● Extract to read:

--- begin ---

The point I'm making is, at its root, it's fire. And so, when you burn fire, you make CO2, a natural byproduct—you're going to have smoke, carbon emissions, and CO2. You can call it energy, or oil and gas, but at its essence, it's fire. When you burn as much fire as we have, you will produce measurable amounts of CO2. So in a way, it's not surprising that this CO2 has, in turn, made the earth more conducive to combustion. It's like, you folks wanted fire, and now we've turned the world into a more flammable place; it's easier to make fire, and it's not always fires that we want to have. That's what is alarming and feels almost like a betrayal, but it's really this disconnection that humans, and the industry and its lobbyists, proponents, and advocates have also enabled between the power that fire gives us, which is fantastic.
I just took a really beautiful car ride today down to this beach on the Oregon coast, and I couldn't have done it without—unless I had an electric car, which I don't have at the moment—traveling in a petroleum-powered vehicle to get down there. But at the same time, what’s easy not to factor in because it's invisible and comes out the tailpipe where I can't see it, is the CO2. And yet, there are billions of people like me motoring around right now, and it accumulates.

--- end ---

● Excerpted data:
--- begin ---

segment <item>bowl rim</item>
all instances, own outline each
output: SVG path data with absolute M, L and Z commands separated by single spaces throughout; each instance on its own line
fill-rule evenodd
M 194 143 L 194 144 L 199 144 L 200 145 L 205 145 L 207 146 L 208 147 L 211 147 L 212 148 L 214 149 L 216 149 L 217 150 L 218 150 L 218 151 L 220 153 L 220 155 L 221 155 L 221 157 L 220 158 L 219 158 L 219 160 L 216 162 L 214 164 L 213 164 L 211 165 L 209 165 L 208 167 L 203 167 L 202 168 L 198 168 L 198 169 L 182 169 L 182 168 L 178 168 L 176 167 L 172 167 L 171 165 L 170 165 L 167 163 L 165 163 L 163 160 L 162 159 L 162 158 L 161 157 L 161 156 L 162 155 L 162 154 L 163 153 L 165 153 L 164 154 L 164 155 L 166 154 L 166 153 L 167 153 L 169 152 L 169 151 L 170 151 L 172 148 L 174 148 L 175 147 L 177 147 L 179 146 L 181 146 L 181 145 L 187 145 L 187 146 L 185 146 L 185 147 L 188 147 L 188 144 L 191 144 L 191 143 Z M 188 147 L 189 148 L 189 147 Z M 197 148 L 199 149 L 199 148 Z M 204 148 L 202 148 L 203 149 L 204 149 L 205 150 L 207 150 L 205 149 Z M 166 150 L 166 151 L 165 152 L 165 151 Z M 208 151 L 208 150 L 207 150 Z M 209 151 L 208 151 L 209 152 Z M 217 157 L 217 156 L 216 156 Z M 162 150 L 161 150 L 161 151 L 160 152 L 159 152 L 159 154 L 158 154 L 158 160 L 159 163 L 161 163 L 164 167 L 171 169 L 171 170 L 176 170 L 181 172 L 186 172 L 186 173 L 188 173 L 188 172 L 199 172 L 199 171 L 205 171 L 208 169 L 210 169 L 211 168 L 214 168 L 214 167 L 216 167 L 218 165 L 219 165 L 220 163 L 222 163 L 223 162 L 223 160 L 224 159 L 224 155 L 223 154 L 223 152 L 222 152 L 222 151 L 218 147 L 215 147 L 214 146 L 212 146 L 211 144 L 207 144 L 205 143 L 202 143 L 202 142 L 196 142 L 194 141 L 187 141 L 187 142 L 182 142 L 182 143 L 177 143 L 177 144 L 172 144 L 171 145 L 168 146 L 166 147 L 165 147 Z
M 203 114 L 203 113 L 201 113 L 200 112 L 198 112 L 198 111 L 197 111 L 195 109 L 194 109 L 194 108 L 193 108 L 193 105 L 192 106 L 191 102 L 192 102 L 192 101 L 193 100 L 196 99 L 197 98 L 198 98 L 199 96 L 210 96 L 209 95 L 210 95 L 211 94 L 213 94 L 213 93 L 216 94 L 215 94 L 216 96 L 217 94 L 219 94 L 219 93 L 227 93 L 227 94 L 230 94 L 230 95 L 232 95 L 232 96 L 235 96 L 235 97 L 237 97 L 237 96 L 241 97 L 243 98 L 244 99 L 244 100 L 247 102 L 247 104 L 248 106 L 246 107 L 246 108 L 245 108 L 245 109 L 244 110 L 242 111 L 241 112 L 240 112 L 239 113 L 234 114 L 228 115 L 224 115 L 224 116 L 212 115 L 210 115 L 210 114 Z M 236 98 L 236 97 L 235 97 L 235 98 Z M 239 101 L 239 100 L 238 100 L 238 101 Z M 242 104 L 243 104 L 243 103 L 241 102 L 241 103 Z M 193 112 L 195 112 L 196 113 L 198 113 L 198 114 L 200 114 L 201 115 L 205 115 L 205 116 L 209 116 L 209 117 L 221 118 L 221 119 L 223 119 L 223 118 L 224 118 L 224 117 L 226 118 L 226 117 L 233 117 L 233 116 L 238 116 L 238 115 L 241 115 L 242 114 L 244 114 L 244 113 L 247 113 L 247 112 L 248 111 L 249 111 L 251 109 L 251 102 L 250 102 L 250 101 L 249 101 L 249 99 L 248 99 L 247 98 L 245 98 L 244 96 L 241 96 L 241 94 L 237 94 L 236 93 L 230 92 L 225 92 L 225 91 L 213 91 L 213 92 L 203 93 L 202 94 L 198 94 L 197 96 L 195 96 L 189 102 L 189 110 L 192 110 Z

--- end ---

● What to work on:
[a] In the passage about fire and CO2, where did the speaker take a car ride today?
[b] Copy everything in the passage about fire and CO2 from "I just took" down to "and it accumulates.".
Rely on nothing but the passage about fire and CO2.

● Expected results:
[a] Down to a beach on the Oregon coast.

[b]
I just took a really beautiful car ride today down to this beach on the Oregon coast, and I couldn't have done it without—unless I had an electric car, which I don't have at the moment—traveling in a petroleum-powered vehicle to get down there. But at the same time, what’s easy not to factor in because it's invisible and comes out the tailpipe where I can't see it, is the CO2. And yet, there are billions of people like me motoring around right now, and it accumulates.